Written exercise:
Count the lines in the material below that contain the string "grass". Reply with that number only.

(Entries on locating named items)
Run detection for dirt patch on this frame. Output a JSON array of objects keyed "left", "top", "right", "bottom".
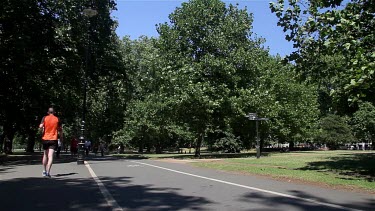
[{"left": 190, "top": 161, "right": 375, "bottom": 194}]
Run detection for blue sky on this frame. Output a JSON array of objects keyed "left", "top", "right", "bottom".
[{"left": 112, "top": 0, "right": 293, "bottom": 56}]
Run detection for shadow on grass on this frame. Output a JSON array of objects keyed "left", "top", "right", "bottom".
[
  {"left": 299, "top": 153, "right": 375, "bottom": 182},
  {"left": 240, "top": 190, "right": 375, "bottom": 211},
  {"left": 113, "top": 152, "right": 271, "bottom": 159},
  {"left": 0, "top": 177, "right": 211, "bottom": 211}
]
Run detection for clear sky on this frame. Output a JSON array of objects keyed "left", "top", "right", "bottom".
[{"left": 112, "top": 0, "right": 293, "bottom": 56}]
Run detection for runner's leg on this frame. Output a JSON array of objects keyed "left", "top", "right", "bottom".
[
  {"left": 42, "top": 149, "right": 48, "bottom": 171},
  {"left": 47, "top": 149, "right": 55, "bottom": 174}
]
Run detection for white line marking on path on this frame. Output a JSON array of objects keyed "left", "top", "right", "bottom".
[
  {"left": 131, "top": 161, "right": 360, "bottom": 211},
  {"left": 85, "top": 161, "right": 123, "bottom": 211}
]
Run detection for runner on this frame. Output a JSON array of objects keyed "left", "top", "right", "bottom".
[{"left": 39, "top": 108, "right": 62, "bottom": 178}]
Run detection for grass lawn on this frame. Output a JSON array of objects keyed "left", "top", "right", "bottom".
[{"left": 193, "top": 151, "right": 375, "bottom": 192}]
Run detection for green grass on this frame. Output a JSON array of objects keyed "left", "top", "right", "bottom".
[{"left": 194, "top": 151, "right": 375, "bottom": 192}]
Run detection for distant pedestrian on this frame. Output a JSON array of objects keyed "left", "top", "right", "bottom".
[
  {"left": 99, "top": 142, "right": 105, "bottom": 157},
  {"left": 56, "top": 139, "right": 62, "bottom": 158},
  {"left": 85, "top": 140, "right": 91, "bottom": 155},
  {"left": 39, "top": 108, "right": 62, "bottom": 178},
  {"left": 70, "top": 136, "right": 78, "bottom": 156}
]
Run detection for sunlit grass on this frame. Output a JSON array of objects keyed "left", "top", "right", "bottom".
[{"left": 194, "top": 151, "right": 375, "bottom": 191}]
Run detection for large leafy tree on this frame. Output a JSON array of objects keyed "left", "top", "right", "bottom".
[
  {"left": 0, "top": 0, "right": 119, "bottom": 151},
  {"left": 270, "top": 0, "right": 375, "bottom": 103},
  {"left": 353, "top": 102, "right": 375, "bottom": 149},
  {"left": 157, "top": 0, "right": 265, "bottom": 156}
]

Answer to the problem:
4